Напишите продолжение приведённого ниже интервью о Пушкинской речи Достоевского, начав сразу после его последнего предложения.

**Фрагмент источника:**
########################################
Русская национальная идея – братство во Христе

В день памяти гениального Фёдора Михайловича Достоевского «Стол» вспоминает его знаменитую пушкинскую речь о всемирной отзывчивости русского человека, произнесённую в Москве 8 июня 1880 года, за несколько месяцев до кончины. Собеседник «Стола» – Владимир Викторо́вич, доктор филологических наук, профессор Государственного социально-гуманитарного университета, автор-составитель сборника «Пушкинская речь Ф.М. Достоевского как историческое событие» (Москва, 2024), в котором собрано всё, что было написано о Пушкинской речи при жизни автора или засвидетельствовано мемуаристами

Федор Михайлович Достоевский. Фото: Михаил Тулинов

Федор Михайлович Достоевский. Фото: Михаил Тулинов

Спор о судьбе России

– О Пушкинской речи Достоевского написано очень много – целые тома литературы. В первые дни по горячим следам писали журналисты, потом мемуаристы, потом критики, исследователи… И не только у нас, в России, – много работ выходило потом и в Русском зарубежье. Наши западные коллеги тоже писали о ней. У одного американского исследователя вышла целая книга, посвящённая Пушкинскому празднику в Москве 1880 года. Есть и другие англоязычные работы, и французские, и немецкие – возникла целая литература «Загадки Пушкинской речи». Что тогда произошло? Почему эта 40-минутная речь, произнесённая в зале Благородного собрания, куда пришёл цвет русской интеллигенции, произвела такое действие? Было два заседания. На первом выступал И.С. Тургенев, он произнёс красивую речь о Пушкине. Тургенев был любимцем публики, его речь вызвала аплодисменты, но то, что произошло потом, после речи Достоевского, – невозможно описать. 

Владимир Викторо́вич. Фото: из личного архива
Владимир Викторо́вич. Фото: из личного архива

– Как воспринималась эта речь в разные времена?

– В советское время преобладало суждение, что Достоевский, мол, большой художник, но неправильный мыслитель. В академическом издании Достоевского в 1984 году была такая итоговая оценка его Пушкинской речи: «иллюзорно-утопический призыв к “смирению”». Но к концу 80-х стали выходить совсем другие исследования, с иными оценками, – Игоря Волгина, например. У меня была большая статья в журнале «Вопросы литературы» (1991), которую я назвал «“Брошенное семя возрастёт”. Ещё раз о завещании Достоевского». О семени – это слова самого Достоевского.
########################################
**Строки записей:**
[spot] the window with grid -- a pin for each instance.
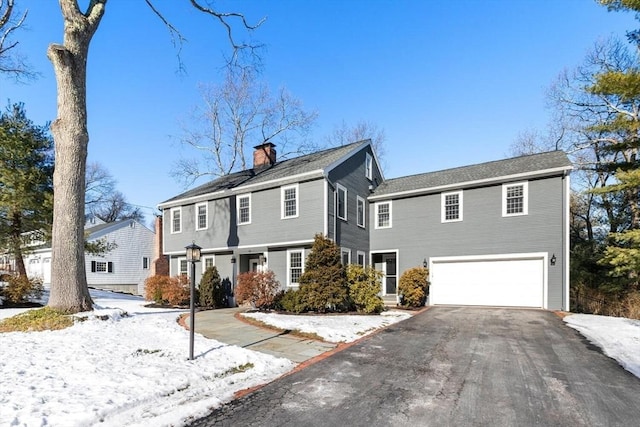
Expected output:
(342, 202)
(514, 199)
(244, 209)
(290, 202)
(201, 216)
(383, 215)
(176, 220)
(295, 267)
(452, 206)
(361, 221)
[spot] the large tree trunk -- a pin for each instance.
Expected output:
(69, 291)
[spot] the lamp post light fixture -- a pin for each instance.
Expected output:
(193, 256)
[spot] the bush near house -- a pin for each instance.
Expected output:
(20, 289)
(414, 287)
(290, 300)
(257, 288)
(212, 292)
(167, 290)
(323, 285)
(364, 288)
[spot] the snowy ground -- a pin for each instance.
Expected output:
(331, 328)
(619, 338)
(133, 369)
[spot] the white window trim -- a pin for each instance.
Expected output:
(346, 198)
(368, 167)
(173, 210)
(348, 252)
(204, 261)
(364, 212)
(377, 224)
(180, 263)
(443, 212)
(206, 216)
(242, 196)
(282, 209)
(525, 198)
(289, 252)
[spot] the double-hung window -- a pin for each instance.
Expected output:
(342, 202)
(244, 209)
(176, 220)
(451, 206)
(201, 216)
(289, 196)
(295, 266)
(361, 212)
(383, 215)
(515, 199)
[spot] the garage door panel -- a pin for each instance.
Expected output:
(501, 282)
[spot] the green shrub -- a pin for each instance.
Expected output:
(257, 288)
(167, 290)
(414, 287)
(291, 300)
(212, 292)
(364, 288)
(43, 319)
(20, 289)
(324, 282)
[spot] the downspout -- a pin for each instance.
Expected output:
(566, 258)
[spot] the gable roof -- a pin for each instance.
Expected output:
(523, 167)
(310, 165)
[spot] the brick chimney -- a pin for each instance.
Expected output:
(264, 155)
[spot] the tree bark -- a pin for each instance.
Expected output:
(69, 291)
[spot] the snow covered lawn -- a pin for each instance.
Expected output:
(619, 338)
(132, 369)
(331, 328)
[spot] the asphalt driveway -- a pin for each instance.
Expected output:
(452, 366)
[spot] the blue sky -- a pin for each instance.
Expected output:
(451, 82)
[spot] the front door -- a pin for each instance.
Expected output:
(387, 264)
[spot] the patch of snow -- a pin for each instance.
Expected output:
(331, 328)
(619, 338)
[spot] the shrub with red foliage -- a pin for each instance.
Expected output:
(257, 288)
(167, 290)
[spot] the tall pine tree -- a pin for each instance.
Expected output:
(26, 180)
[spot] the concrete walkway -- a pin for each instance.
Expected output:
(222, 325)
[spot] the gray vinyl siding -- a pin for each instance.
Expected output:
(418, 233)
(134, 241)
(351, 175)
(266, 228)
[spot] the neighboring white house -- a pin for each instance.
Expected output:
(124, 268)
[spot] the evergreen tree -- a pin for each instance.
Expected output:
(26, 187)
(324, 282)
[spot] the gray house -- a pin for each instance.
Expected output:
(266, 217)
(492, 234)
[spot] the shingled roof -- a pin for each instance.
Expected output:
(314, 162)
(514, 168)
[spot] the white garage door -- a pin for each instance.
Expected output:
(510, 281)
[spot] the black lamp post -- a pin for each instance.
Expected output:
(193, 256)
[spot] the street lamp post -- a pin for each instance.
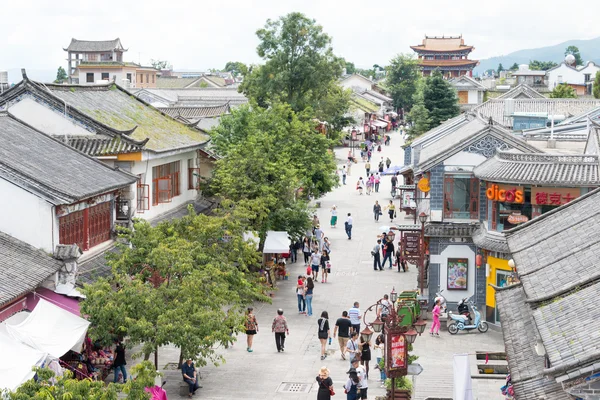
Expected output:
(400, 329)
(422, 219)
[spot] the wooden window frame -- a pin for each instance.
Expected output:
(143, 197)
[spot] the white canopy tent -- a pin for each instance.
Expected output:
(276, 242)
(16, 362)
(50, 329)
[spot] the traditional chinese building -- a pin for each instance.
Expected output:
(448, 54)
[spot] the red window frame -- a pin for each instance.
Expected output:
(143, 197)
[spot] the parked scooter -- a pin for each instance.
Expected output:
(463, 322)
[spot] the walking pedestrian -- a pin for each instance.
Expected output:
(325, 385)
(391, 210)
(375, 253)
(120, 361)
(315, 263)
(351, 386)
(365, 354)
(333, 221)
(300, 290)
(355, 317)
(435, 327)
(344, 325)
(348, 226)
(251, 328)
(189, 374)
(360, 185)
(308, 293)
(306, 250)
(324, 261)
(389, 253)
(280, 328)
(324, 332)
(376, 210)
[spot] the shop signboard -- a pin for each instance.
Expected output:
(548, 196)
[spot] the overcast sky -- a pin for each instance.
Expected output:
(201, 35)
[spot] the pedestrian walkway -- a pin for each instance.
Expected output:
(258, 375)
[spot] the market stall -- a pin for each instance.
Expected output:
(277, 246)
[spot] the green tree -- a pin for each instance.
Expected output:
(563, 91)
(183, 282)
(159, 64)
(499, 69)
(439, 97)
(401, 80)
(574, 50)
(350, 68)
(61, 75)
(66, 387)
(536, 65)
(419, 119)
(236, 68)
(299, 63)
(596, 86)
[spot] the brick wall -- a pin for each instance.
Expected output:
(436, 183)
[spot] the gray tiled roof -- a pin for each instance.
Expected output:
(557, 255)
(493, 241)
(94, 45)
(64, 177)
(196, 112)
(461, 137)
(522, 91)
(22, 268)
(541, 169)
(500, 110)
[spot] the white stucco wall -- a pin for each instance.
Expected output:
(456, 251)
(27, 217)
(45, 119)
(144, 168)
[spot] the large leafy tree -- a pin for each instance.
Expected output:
########################################
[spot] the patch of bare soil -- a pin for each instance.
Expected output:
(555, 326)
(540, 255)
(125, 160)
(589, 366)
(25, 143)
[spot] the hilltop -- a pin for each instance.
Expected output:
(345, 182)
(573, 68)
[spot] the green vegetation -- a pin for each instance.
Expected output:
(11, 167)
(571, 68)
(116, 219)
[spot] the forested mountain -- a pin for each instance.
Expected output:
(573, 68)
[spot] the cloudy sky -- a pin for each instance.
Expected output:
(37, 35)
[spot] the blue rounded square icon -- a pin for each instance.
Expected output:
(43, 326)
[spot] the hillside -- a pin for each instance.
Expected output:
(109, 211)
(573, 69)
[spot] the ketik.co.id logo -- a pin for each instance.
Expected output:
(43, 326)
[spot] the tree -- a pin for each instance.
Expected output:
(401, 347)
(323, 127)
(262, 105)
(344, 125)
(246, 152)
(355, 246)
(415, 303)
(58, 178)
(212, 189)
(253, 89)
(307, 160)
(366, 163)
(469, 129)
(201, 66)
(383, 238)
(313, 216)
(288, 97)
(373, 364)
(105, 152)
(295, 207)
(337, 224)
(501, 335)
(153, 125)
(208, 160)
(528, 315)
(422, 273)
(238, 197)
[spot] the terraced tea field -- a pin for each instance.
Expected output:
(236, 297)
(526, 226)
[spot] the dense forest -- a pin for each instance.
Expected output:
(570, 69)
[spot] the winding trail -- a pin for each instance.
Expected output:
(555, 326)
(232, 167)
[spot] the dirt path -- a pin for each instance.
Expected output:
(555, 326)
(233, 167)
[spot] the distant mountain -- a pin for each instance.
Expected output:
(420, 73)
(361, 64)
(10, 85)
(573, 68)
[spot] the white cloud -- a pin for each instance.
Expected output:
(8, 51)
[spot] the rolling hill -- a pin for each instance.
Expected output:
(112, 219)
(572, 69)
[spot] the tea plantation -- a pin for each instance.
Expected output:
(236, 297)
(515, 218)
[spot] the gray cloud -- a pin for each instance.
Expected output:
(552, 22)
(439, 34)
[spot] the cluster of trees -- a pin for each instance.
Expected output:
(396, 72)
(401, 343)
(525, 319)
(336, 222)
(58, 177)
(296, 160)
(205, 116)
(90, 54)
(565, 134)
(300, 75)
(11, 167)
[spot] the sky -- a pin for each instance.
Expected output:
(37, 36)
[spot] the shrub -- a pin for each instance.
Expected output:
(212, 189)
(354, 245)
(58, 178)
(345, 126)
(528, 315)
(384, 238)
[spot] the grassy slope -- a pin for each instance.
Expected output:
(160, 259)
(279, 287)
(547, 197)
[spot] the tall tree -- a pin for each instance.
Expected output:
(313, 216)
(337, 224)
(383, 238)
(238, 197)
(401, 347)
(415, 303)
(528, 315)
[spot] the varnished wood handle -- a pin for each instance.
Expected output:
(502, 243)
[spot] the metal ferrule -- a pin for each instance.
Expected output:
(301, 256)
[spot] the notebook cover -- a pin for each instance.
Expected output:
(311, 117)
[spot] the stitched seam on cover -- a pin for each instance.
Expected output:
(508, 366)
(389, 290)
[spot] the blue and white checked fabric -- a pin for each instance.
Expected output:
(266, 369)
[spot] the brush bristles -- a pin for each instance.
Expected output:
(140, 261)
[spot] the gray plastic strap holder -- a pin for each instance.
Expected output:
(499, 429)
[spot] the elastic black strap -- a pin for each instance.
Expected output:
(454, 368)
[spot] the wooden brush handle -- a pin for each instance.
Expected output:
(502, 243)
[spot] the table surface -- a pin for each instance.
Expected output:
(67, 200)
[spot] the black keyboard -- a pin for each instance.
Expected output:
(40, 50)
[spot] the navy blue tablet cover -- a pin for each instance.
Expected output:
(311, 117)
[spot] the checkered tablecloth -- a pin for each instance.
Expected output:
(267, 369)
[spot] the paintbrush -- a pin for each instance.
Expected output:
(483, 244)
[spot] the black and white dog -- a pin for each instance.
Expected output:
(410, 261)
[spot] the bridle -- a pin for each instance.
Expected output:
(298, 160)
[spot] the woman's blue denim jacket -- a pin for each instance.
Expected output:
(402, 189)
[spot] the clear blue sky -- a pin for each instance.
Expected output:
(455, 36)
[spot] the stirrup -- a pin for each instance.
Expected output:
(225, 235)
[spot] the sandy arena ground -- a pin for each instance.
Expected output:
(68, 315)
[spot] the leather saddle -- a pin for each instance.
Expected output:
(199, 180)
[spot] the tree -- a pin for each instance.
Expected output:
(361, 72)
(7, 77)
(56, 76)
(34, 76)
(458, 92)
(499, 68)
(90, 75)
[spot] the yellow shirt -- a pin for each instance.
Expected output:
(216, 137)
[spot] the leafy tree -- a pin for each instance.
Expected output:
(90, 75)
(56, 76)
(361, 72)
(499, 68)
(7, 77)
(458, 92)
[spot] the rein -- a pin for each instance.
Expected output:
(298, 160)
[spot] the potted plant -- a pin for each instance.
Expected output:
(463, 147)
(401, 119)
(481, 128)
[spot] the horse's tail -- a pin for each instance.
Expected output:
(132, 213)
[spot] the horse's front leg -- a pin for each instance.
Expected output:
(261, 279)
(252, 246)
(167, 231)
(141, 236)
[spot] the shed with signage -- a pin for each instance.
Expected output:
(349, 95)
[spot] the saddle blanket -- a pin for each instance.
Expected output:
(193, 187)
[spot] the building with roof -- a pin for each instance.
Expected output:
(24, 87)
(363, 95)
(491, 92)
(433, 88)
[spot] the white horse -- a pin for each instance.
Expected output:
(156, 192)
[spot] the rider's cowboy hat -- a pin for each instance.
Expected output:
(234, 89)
########################################
**Ответ к заданию:**
Тогда в большом зале Благородного собрания собрались представители разных партий и направлений – и западники, и славянофилы, и либералы, и консерваторы, и радикалы. Чем-то объединить этих людей было трудно – они совершенно по-разному представляли себе судьбу России, а именно об этом и говорил Достоевский. Но впечатление от его речи было, по словам И.С. Аксакова, «как будто молния сверкнула». Молния истины, которая всех поразила. И все эту истину приняли – люди изначально разных направлений. Как говорил потом сам Достоевский, немного шутя: «и все обнялись». Эта идея чего-то общего, что должно объединить людей (как у Шиллера – «обнимитесь, миллионы»), положить конец распрям. Это был такой момент истины. Но только момент. Уже через два дня в одной из газет появляется недоумённое: «Что это было?». И каждый стал объяснять по-своему – мол, Достоевский сказал то, что все хотели услышать: что Россия ни в чём не уступает другим цивилизованным странам, и более того, на ней лежит долг спасения Европы, а может быть, и мира. Достоевского обвиняли в мессианизме, в мистицизме – в то время к этим вещам относились очень скептически, даже насмешливо. Вторая половина XIX века – торжество реализма, тогда говорили: «Надо сначала накормить людей, решить социальные проблемы, а уж потом думать о высоких идеях». Говорили и другое: нам надо самим учиться у Европы, а вы говорите – Европу спасать! Если посмотреть публикации в газетах и журналах 1880 года и позже, больше было «против», чем «за». Вот такой парадокс: сначала объединились и признали, а потом пошла волна против. 

Черновик речи Достоевского о Пушкине. Фото: общественное достояние
Черновик речи Достоевского о Пушкине. Фото: общественное достояние

В этом надо разобраться. А чтобы разобраться, нужно было собрать всё, что об этом событии писали, что я и сделал в этом сборнике. И получилась такая книга почти на тысячу страниц – полилог, всемирный спор.

– О чём же этот спор?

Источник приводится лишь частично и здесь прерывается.